From the national correspondent for PBS's MacNeil-Lehrer Newshour: a moving memoir of her youth in the Deep South and her role in desegregating the Univ. of Georgia. The eldest daughter of an army chaplain, Hunter-Gault was born in what she calls the ``first of many places that I would call `my place' ''—the small village of Due West, tucked away in a remote little corner of South Carolina. While her father served in Korea, Hunter-Gault and her mother moved first to Covington, Georgia, and then to Atlanta. In ``L.A.'' (lovely Atlanta), surrounded by her loving family and a close-knit black community, the author enjoyed a happy childhood participating in activities at church and at school, where her intellectual and leadership abilities soon were noticed by both faculty and peers. In high school, Hunter-Gault found herself studying the ``comic-strip character Brenda Starr as I might have studied a journalism textbook, had there been one.'' Determined to be a journalist, she applied to several colleges—all outside of Georgia, for ``to discourage the possibility that a black student would even think of applying to one of those white schools, the state provided money for black students'' to study out of state. Accepted at Michigan's Wayne State, the author was encouraged by local civil-rights leaders to apply, along with another classmate, to the Univ. of Georgia as well. Her application became a test of changing racial attitudes, as well as of the growing strength of the civil-rights movement in the South, and Gault became a national figure as she braved an onslaught of hostilities and harassment to become the first black woman to attend the university. A remarkably generous, fair-minded account of overcoming some of the biggest, and most intractable, obstacles ever deployed by southern racists. (Photographs—not seen.)

--------------------------------------------------

• **Written problem**: According to the memoir review, in what village was Hunter-Gault born?

Dataset records about object locations
--------------------------------------------------

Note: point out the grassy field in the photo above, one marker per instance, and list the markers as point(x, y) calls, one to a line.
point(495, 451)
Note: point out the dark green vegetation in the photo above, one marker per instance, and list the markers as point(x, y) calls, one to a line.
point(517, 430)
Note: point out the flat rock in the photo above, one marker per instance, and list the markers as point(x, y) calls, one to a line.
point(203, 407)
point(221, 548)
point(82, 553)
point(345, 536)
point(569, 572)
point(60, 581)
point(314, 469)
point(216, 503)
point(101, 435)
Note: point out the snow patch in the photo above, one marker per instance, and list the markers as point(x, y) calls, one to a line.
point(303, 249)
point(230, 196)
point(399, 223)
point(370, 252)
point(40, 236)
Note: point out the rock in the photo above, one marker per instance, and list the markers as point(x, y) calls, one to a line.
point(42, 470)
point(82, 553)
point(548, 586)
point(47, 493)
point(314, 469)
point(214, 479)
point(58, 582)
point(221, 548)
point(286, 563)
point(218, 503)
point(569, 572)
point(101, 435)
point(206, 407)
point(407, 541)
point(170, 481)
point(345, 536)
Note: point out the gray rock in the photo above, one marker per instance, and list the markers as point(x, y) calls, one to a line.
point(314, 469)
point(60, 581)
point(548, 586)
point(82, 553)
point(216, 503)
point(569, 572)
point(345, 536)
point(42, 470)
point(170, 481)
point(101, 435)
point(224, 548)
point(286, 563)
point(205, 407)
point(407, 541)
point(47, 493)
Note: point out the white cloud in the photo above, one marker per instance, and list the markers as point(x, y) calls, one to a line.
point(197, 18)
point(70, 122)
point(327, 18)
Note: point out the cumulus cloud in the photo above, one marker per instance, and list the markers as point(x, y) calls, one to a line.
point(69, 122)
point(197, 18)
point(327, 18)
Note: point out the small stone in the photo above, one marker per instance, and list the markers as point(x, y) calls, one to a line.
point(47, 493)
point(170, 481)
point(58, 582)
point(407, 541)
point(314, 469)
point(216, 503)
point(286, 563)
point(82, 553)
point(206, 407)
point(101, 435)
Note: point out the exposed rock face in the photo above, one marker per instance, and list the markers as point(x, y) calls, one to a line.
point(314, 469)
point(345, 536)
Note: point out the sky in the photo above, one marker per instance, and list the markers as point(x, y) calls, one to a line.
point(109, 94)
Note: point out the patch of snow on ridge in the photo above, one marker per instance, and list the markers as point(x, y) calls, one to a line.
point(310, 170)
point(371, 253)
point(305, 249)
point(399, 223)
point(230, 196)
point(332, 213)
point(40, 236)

--------------------------------------------------

• **Output below**: Due West, South Carolina